* **DIRECTIONS**:
Write out the full set of records below exactly.

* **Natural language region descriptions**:
========================================================================

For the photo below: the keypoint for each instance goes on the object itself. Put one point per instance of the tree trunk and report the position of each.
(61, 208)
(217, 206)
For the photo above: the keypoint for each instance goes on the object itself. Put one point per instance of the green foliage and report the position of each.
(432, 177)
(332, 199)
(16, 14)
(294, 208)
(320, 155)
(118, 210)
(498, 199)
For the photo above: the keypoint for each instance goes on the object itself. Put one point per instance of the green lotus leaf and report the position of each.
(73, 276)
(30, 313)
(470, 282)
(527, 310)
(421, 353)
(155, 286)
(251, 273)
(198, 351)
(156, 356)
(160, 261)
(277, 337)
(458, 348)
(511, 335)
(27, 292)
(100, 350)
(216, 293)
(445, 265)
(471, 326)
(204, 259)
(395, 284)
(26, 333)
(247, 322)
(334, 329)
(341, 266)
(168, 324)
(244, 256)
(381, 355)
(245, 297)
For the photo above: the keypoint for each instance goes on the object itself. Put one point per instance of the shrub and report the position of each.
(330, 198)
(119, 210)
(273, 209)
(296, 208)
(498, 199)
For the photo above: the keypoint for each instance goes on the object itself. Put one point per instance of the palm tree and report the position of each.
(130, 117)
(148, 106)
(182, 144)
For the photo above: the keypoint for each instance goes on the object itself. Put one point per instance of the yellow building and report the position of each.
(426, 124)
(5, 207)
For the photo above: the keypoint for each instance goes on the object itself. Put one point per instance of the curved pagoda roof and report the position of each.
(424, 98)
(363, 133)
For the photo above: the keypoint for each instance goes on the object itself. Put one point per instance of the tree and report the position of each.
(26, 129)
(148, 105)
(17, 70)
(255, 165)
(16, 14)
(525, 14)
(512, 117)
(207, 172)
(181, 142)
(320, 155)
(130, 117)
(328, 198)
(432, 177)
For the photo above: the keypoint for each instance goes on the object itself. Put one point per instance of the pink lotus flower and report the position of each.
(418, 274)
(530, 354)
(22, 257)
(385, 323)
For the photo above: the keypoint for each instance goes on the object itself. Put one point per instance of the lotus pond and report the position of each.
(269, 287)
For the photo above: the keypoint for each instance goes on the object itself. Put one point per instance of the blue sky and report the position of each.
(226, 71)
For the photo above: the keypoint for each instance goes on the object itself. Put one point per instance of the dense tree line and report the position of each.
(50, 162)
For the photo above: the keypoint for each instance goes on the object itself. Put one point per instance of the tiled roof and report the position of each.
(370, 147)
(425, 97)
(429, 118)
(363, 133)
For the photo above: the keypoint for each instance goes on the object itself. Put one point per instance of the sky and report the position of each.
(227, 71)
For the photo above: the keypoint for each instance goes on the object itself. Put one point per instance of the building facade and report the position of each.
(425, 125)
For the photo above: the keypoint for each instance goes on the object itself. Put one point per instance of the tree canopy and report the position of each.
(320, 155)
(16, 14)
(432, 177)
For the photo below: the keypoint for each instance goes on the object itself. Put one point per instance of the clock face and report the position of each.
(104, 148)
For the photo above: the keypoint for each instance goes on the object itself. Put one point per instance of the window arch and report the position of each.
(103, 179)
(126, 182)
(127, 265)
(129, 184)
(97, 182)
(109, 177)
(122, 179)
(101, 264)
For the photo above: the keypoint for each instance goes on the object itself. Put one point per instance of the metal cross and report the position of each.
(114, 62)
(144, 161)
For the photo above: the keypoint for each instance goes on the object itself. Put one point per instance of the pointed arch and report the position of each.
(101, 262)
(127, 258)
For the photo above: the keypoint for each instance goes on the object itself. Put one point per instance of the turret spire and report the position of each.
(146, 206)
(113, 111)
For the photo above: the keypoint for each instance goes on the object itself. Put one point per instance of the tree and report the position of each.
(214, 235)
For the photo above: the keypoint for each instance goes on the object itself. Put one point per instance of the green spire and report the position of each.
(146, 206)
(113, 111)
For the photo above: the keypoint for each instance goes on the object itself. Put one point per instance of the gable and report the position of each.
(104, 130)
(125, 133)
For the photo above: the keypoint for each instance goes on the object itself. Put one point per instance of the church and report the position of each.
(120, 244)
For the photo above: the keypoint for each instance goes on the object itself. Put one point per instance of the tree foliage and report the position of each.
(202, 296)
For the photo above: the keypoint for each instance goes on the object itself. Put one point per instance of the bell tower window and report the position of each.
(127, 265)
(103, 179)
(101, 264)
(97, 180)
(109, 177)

========================================================================

* **EXERCISE RESPONSE**:
For the photo below: the keypoint for each instance goes on the object itself. Put one point per instance of the tree trunk and report the position of each.
(61, 208)
(217, 206)
For the photo above: the keypoint for each instance goes on the object itself. Put one point per instance of the green foliage and report the position of each.
(432, 177)
(332, 199)
(16, 14)
(294, 208)
(320, 155)
(118, 210)
(498, 199)
For the photo above: the keypoint for each instance goes on the object itself. Put one point per instance of the green lotus leaf and report the position of each.
(73, 276)
(30, 313)
(470, 282)
(527, 310)
(421, 353)
(155, 286)
(251, 273)
(198, 351)
(156, 356)
(160, 261)
(277, 337)
(458, 348)
(511, 335)
(27, 292)
(100, 350)
(216, 293)
(445, 265)
(471, 326)
(204, 259)
(395, 284)
(26, 333)
(247, 322)
(334, 329)
(341, 266)
(168, 324)
(244, 256)
(381, 355)
(245, 297)
For the photo above: the keypoint for each instance goes on the object itself. Put one point per instance of the shrub and report the position of each.
(330, 198)
(119, 210)
(273, 209)
(296, 208)
(498, 199)
For the photo above: the keypoint for each instance goes on the object itself. Put one point per instance of the palm tree and report the position of each.
(130, 117)
(148, 106)
(182, 144)
For the photo above: the keypoint for each instance goes on the object itself. Put one point per instance of the yellow building and report the position of each.
(426, 124)
(5, 207)
For the photo above: the keypoint for each instance goes on the object itself. Put one point per instance of the curved pagoda roof and report the position of each.
(424, 98)
(363, 133)
For the photo above: the keypoint for each instance goes on the object itself. Put one point per instance of the tree and report the position of each.
(26, 129)
(148, 105)
(17, 70)
(255, 165)
(16, 14)
(525, 14)
(512, 117)
(207, 172)
(181, 142)
(320, 155)
(130, 117)
(328, 198)
(432, 177)
For the photo above: the keypoint for each instance goes on the object itself. Put one point per instance of the pink lotus flower and report the position of each.
(418, 274)
(530, 354)
(22, 257)
(385, 323)
For the photo above: the keypoint for each instance goes on the object itself. Put one point per instance of the lotus pond and report the position of each.
(269, 287)
For the photo above: the keypoint for each instance goes on the object itself. Put one point per instance of the blue sky and report the position of each.
(226, 71)
For the photo above: the keypoint for each instance goes on the object itself. Put one point per instance of the dense tree line and report the position of each.
(50, 162)
For the photo above: the keypoint for each instance goes on the object itself. Put one point per instance of the tiled roof and report the position of each.
(370, 147)
(425, 97)
(429, 118)
(363, 133)
For the photo above: the keypoint for each instance goes on the object itself. Put one point per instance of the sky and report the position of each.
(227, 71)
For the photo above: the keypoint for each instance goes on the object itself. Put one point per instance of the building facade and report the position of each.
(425, 125)
For the photo above: the keypoint for each instance goes on the object itself. Put one point per instance of the tree canopy and report the position of each.
(320, 155)
(16, 14)
(432, 177)
For the photo below: the keypoint for each instance goes on the object itself. Put one point per instance of the clock face and report the position of each.
(104, 148)
For the photo above: the keypoint for each instance goes on the object itself. Put one point per instance of the window arch and report the position of each.
(103, 179)
(126, 182)
(127, 265)
(129, 184)
(97, 182)
(109, 177)
(122, 179)
(101, 264)
For the photo above: the keypoint for each instance goes on the object itself. Put one point per instance of the metal cross and report the position of each.
(114, 62)
(144, 161)
For the photo above: the keypoint for each instance goes on the object itself. Put one point per instance of the pointed arch and report the position of each.
(101, 262)
(127, 258)
For the photo above: the keypoint for each instance goes on the object itself. Put one point per instance of the turret spire and report the position of each.
(146, 206)
(113, 111)
For the photo above: the keypoint for each instance goes on the object itself. Put one point per instance of the tree and report the position of each.
(214, 235)
For the photo above: the keypoint for each instance goes on the object itself. Put one point per instance of the green spire and report the position of each.
(146, 206)
(113, 111)
For the photo above: the keypoint for each instance goes on the object itself. Put one point per instance of the gable and report the position of each.
(104, 130)
(125, 133)
For the photo above: the keypoint for each instance goes on the object itself. Put one point per instance of the church and report the position of each.
(120, 244)
For the photo above: the keypoint for each instance goes on the object itself. Put one point per instance of the tree foliage and report the position of each.
(202, 296)
For the photo above: the keypoint for each instance goes on the object itself. Put one point per instance of the bell tower window and report the position of each.
(127, 265)
(103, 179)
(101, 264)
(97, 180)
(109, 177)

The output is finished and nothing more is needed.